:: DATA LISTING

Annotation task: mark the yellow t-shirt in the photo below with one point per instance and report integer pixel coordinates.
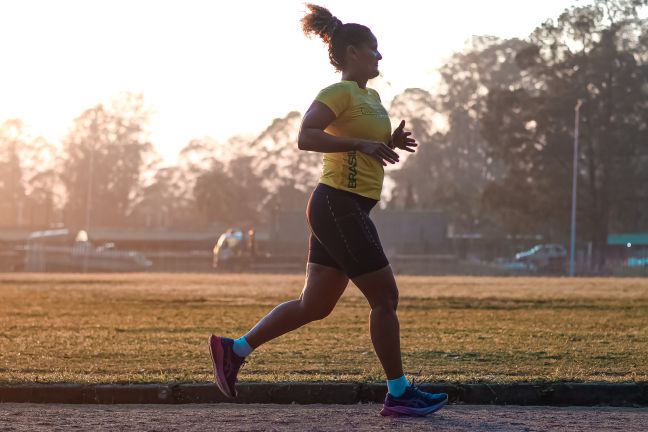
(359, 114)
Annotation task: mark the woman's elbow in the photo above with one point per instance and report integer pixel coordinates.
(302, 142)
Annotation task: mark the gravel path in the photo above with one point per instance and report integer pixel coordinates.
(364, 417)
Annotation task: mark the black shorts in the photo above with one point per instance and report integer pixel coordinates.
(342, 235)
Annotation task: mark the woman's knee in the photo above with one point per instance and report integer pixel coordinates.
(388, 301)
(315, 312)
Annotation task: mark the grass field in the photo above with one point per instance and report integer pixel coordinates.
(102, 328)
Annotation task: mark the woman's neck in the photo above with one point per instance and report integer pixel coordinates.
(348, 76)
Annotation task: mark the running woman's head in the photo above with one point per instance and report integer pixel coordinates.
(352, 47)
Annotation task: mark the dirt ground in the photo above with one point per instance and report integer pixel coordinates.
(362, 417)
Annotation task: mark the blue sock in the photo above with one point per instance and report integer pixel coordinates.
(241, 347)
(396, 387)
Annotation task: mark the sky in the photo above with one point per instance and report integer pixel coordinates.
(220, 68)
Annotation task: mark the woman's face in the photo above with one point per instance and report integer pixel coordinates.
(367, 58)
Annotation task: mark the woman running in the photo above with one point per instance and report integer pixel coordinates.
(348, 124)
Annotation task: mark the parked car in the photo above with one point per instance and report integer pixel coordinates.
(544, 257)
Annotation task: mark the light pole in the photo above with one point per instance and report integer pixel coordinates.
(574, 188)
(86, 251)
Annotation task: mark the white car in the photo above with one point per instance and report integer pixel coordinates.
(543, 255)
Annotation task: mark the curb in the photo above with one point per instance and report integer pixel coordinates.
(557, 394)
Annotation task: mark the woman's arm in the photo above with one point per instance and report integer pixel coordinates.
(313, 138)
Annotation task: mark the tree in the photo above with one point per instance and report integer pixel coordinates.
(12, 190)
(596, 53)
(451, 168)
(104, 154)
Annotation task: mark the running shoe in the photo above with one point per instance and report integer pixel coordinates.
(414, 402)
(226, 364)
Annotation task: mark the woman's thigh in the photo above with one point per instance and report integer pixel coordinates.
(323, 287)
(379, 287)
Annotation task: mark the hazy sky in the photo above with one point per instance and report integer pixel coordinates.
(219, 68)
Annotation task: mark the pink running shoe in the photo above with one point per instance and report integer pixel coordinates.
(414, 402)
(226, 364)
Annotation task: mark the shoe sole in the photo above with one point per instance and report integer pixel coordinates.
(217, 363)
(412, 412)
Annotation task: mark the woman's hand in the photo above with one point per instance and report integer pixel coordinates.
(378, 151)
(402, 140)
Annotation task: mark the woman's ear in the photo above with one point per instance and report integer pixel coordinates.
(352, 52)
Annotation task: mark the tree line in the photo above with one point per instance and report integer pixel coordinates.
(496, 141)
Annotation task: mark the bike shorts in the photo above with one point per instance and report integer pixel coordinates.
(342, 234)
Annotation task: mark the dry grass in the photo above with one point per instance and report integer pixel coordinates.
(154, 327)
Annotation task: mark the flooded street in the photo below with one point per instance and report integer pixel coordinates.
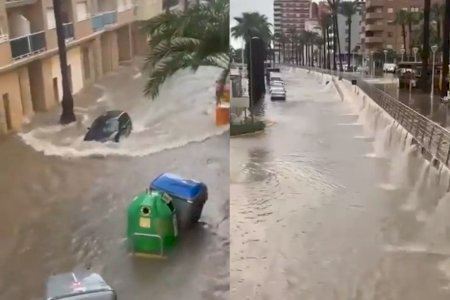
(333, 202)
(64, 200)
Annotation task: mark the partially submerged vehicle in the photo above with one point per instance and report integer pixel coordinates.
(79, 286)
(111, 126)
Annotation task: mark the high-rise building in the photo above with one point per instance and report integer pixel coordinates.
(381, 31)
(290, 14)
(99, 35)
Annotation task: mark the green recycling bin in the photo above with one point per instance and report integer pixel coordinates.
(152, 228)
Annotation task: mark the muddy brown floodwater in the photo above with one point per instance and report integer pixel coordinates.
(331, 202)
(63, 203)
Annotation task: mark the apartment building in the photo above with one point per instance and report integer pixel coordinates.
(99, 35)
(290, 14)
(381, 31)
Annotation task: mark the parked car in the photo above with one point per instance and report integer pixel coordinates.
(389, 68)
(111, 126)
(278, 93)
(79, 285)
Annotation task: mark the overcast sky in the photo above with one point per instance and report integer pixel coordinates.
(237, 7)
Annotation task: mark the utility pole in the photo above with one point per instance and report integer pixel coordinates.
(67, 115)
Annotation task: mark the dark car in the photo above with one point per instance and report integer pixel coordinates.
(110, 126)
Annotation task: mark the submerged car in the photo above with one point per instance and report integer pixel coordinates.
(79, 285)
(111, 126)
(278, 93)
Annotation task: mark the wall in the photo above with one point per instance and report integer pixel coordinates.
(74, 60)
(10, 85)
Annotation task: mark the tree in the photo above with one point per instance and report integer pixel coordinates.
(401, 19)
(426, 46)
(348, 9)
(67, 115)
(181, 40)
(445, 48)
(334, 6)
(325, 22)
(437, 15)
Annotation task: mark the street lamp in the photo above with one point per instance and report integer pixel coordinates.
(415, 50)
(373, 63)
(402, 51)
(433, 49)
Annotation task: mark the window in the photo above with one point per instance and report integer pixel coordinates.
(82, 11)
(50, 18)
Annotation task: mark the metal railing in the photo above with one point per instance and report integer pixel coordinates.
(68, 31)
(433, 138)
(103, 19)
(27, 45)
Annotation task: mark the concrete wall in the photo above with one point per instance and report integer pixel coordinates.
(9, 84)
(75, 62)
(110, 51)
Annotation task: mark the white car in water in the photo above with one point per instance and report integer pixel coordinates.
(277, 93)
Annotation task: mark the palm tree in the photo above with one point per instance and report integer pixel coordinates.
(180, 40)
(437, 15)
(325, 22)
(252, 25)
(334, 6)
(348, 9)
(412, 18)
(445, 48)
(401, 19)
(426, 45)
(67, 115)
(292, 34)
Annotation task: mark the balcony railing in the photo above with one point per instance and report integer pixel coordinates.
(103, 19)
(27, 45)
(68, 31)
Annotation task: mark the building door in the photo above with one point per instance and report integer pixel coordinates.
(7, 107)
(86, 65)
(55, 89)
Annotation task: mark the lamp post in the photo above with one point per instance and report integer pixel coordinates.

::::

## DIRECTIONS
Repeat the data above exactly, but not the pictures.

## SOLUTION BELOW
Annotation task: mark the yellow t-shirt in the photo below with one point per instance and report integer pixel coordinates.
(359, 114)
Annotation task: mark the woman's elbow in the photo above with one point per instance and report integer pixel coordinates.
(302, 142)
Annotation task: mark the gravel path in the photo above with one point per instance and report integer pixel coordinates.
(364, 417)
Annotation task: mark the black shorts in the photo above with one point per instance and report integer pixel coordinates.
(342, 235)
Annotation task: mark the woman's knee in the photo above with one point per instance and report integer pixel coordinates.
(388, 301)
(315, 312)
Annotation task: mark the grass field in the photo above with one point per instance and report integer pixel coordinates.
(102, 328)
Annotation task: mark the woman's neck in the photo above with one point per instance and report integer pixel coordinates.
(348, 76)
Annotation task: mark the running woman's head in the photo above with one point per instance and report integer pixel coordinates.
(352, 47)
Annotation task: mark the dirt ground in the photo above with one point per instance and report integer pixel coordinates.
(362, 417)
Annotation task: mark the blue sock in the photo above with one point per instance and report integer pixel coordinates.
(241, 347)
(396, 387)
Annotation task: mark the sky in the photo above with one point per instance and report integer pixel coordinates.
(220, 68)
Annotation task: mark the woman's face in the photo above with one point per instance and report integer pixel coordinates.
(367, 58)
Annotation task: mark the woman running in the photo above with one point per instance and report integer pixel coordinates.
(348, 124)
Annotation task: mark the parked car in the photo above with one point per instance and report integer pixel coordinates.
(544, 257)
Annotation task: mark the light pole in the photo above with one point per instance and report integer pixel coordinates.
(574, 188)
(86, 251)
Annotation task: mark the white car in the photo above with one point per instance and report integer pixel coordinates.
(543, 255)
Annotation task: mark the curb in the photo above with one point per instance and report integer pixel coordinates.
(557, 394)
Annotation task: mark the woman's arm in the photo above with one point per instance and report integer pixel coordinates.
(313, 138)
Annotation task: mark the tree in the photo above with one point per instance and report integer pixel coordinates.
(12, 190)
(596, 53)
(451, 168)
(104, 154)
Annotation task: mark the running shoe in the photo above with one point per instance and report integer pixel coordinates.
(414, 402)
(226, 364)
Annotation task: mark the woman's thigh in the photo above with one point per instance and report integer pixel coordinates.
(323, 287)
(379, 287)
Annotation task: mark the hazy sky in the photo above with one point per instance and report integer pixel coordinates.
(219, 68)
Annotation task: mark the pink running shoe in the photo above with one point per instance and report integer pixel coordinates.
(414, 402)
(226, 364)
Annotation task: mark the shoe sole in the photo above with one point per instance and report integer pixel coordinates.
(217, 363)
(412, 412)
Annotation task: mark the woman's hand in the photo above with one point per instance and report integer pixel coordinates.
(378, 151)
(402, 140)
Annotation task: mark the woman's ear in the photo above with one point per instance and report integer pixel coordinates.
(352, 52)
Annotation task: mark the tree line in the photo above with one point per instance and report integer pixel coordinates.
(496, 141)
Annotation task: mark the bike shorts in the photo above with one point per instance and report integer pixel coordinates.
(342, 234)
Annotation task: mark the dry grass in the photo above with one point per instance and report integer pixel coordinates.
(154, 327)
Annotation task: mark the flooded street in the photo below with one point per instance and report integer pixel coordinates.
(333, 202)
(64, 200)
Annotation task: mark the partially submerged vehicle in the photo above with one point per instance and report integer pixel coordinates.
(79, 286)
(111, 126)
Annotation task: mark the high-rise building in the photo above with one point per instance and report integer pixel coordinates.
(381, 31)
(290, 14)
(99, 35)
Annotation task: mark the green recycling bin in the photo above with one point per instance and report integer pixel coordinates.
(152, 228)
Annotation task: mark the muddy brown floodwater in the photo above with one point per instance and report integer pixel coordinates.
(331, 202)
(63, 203)
Annotation task: mark the apartment building in the photo above with one point per instance and report integer pixel coordinates.
(99, 35)
(290, 14)
(381, 31)
Annotation task: mark the parked car in the photo above with one point per instance and report integer pixel coordinates.
(389, 68)
(111, 126)
(278, 93)
(79, 285)
Annotation task: mark the overcast sky in the photo above with one point per instance and report integer pixel coordinates.
(237, 7)
Annotation task: mark the utility pole in the photo above with one point per instance and report integer pixel coordinates.
(67, 115)
Annotation task: mark the dark car in the photo above with one point per instance and report integer pixel coordinates.
(110, 126)
Annotation task: mark the submerged car in the photo above with one point per instance and report integer pixel coordinates.
(79, 285)
(111, 126)
(278, 93)
Annotation task: mark the wall in the photo above with one point per instance and report integer pixel coordinates.
(74, 60)
(10, 85)
Annotation task: mark the tree in the photo above with one point per instance and report integer pixel coordinates.
(401, 19)
(426, 46)
(348, 9)
(67, 115)
(181, 40)
(445, 48)
(334, 6)
(325, 22)
(437, 15)
Annotation task: mark the street lamp in the photo above with one point per instance and report integer pixel coordinates.
(415, 50)
(373, 63)
(402, 51)
(433, 49)
Annotation task: mark the window in the photo above with one point per instance and report integer pixel coordinates.
(82, 11)
(50, 18)
Annotation task: mark the metal railing in the photo above with one point per instance and report integer pixel coordinates.
(68, 31)
(433, 138)
(103, 19)
(27, 45)
Annotation task: mark the concrete wall in the photo above with one point per instance and report integer pixel coordinates.
(9, 84)
(75, 62)
(110, 51)
Annotation task: mark the white car in water in the photo above with one point per instance and report integer pixel coordinates.
(277, 93)
Annotation task: mark the palm tree in the photo above with one point per instance and report integer pixel coordinates.
(180, 40)
(437, 15)
(325, 22)
(252, 25)
(334, 6)
(348, 9)
(412, 18)
(445, 48)
(401, 19)
(426, 45)
(67, 115)
(292, 34)
Annotation task: mark the balcony railing in the photo above with one point per instance and report integer pixel coordinates.
(103, 19)
(27, 45)
(68, 31)
Annotation task: mark the building door in the photo above with one point per instance and report integer pixel coordinates.
(7, 107)
(86, 65)
(55, 89)
Annotation task: mark the lamp post in the photo above with one point per instance and report integer pixel coordinates.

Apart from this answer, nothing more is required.